## Trabalho pedido
Responda a estas perguntas com base no texto apresentado:
1. Em matéria de recurso de decisões relativas a processos de contraordenação, como funciona o Tribunal da Relação?
2. Qual foi o sentido da decisão recorrida quanto à arguida?
3. Por quem foi interposto o recurso?

## Texto apresentado
________________________________________

Desta disposição decorre que, em matéria de recurso de decisões relativas a processos de contraordenação, o Tribunal da Relação funciona como tribunal de revista e como última instância, estando o seu poder de cognição limitado à matéria de direito, embora sem prejuízo do conhecimento oficioso2 de qualquer dos vícios indicados no nº 2 do art.º 410º do Código de Processo Penal, subsidiariamente aplicável por força do disposto no art.º 41º/1 do RGCO (revista ampliada).3
No caso em mãos, a decisão recorrida, de absolvição da arguida, funda-se na não prova dos factos atinentes ao elemento subjetivo típico da contraordenação imputada, considerando-se não provado que:
«a) A arguida, enquanto dona das obras levadas a cabo, e usando como referência o critério de um conhecimento médio exigível a quem se encontra nessa qualidade e, ainda, titular das Licenças de Ocupação da Via Pública n.ºs …2017, prorrogada pelo Alvará de Ocupação da Via Pública n.º …2018, …2018, …2018, …2018, …2019, tinha conhecimento da ocupação da via pública, nos termos do ponto 4. e da inexistência de alvará de licença que o permitisse;
b) Consciente de que não pode ocupar a via pública, sem alvará de licença para o efeito, a arguida, ao ter ocupado a via pública, nos termos do ponto 2), sem título emitido pela ..., representou como consequência possível ou provável da sua conduta a prática de um facto ilícito e punível, tendo-se conformado com a sua realização.».
O Tribunal a quo fundamenta essa decisão relativa à matéria de facto essencialmente na seguinte apreciação da prova produzida:
« Já no que respeita ao elemento subjetivo do dolo, o Tribunal entendeu julgar não provado que a recorrente tinha conhecimento da ocupação da via pública, nos termos do ponto 4 e da inexistência de alvará de licença que o permitisse, tendo representado como possível ou provável da sua conduta a prática de um facto ilícito e punível, tendo-se conformado com a sua realização (factos não provados a) e b)) com base nas declarações de ambas as testemunhas envolvidas no projeto de remodelação, que explicitaram, de forma clara, objetiva e espontânea, que, pese embora quem tratasse da submissão formal do pedido de licença fosse a recorrente, quem informava de qual era o espaço que necessitava e ia ajustando a sua ocupação material, era a entidade executante, não tendo a BB alguma vez constatado qualquer incumprimento, nem sequer representado essa possibilidade, uma vez que confiava inteiramente na entidade executante.
Ora, estes depoimentos conjugados com o facto de não ter sido trazida qualquer prova do conhecimento da ocupação da via pública em incumprimento do alvará de licença por parte da sociedade arguida, serviu para formar a convicção do Tribunal de que tal conhecimento não existia.
(…)».
No recurso interposto pelo Ministério Público é manifestada discordância quanto a esta decisão de facto, defendendo-se que:
«(…) deverão ser dados por provados ambos os factos que o não foram e consequentemente, ser a recorrente condenada em conformidade, pela prática da contra-ordenação prevista e punida pelo artigo 31.º, n.º 1, alínea d), ponto i) do Regulamento de Ocupação da Via Pública com Estaleiros de Obras, aprovado pela Deliberação n.º …/AM./2014, de ... de ... de 2014, por violação do artigo 12.º, n.º 4 do Regulamento de Ocupação da Via Pública com Estaleiros de Obras, ainda que a título negligente.» (negrito nosso).

________________________________________

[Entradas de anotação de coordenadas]
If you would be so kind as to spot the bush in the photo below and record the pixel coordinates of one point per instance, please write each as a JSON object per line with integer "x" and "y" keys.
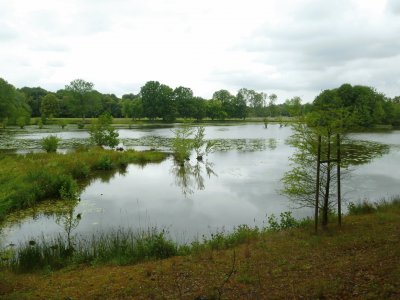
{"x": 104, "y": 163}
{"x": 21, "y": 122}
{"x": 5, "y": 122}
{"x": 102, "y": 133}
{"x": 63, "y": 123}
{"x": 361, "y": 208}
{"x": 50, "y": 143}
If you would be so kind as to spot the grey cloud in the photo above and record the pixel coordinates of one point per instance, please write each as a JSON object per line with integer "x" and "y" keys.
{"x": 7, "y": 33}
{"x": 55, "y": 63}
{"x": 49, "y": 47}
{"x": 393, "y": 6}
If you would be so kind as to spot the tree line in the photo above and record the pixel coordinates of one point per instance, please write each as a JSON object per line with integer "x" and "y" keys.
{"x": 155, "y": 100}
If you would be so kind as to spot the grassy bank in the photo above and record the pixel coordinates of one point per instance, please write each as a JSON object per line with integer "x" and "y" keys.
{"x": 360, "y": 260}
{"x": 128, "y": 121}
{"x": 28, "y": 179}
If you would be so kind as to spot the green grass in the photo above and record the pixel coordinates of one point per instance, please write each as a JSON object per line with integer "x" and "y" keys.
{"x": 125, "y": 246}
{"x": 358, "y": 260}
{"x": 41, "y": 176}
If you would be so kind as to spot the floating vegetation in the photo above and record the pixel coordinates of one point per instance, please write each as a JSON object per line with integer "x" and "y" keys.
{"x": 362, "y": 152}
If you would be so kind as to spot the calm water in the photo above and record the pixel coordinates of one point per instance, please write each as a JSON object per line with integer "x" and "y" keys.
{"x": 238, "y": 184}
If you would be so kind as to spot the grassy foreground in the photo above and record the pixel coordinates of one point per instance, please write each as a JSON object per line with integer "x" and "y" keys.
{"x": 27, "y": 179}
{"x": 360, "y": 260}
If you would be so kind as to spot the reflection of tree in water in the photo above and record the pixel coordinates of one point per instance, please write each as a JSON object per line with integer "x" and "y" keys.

________________________________________

## Resposta seguinte
1. Funciona como tribunal de revista e como última instância, e o seu poder de cognição está limitado à matéria de direito.
2. Foi uma decisão de absolvição.
3. Pelo Ministério Público.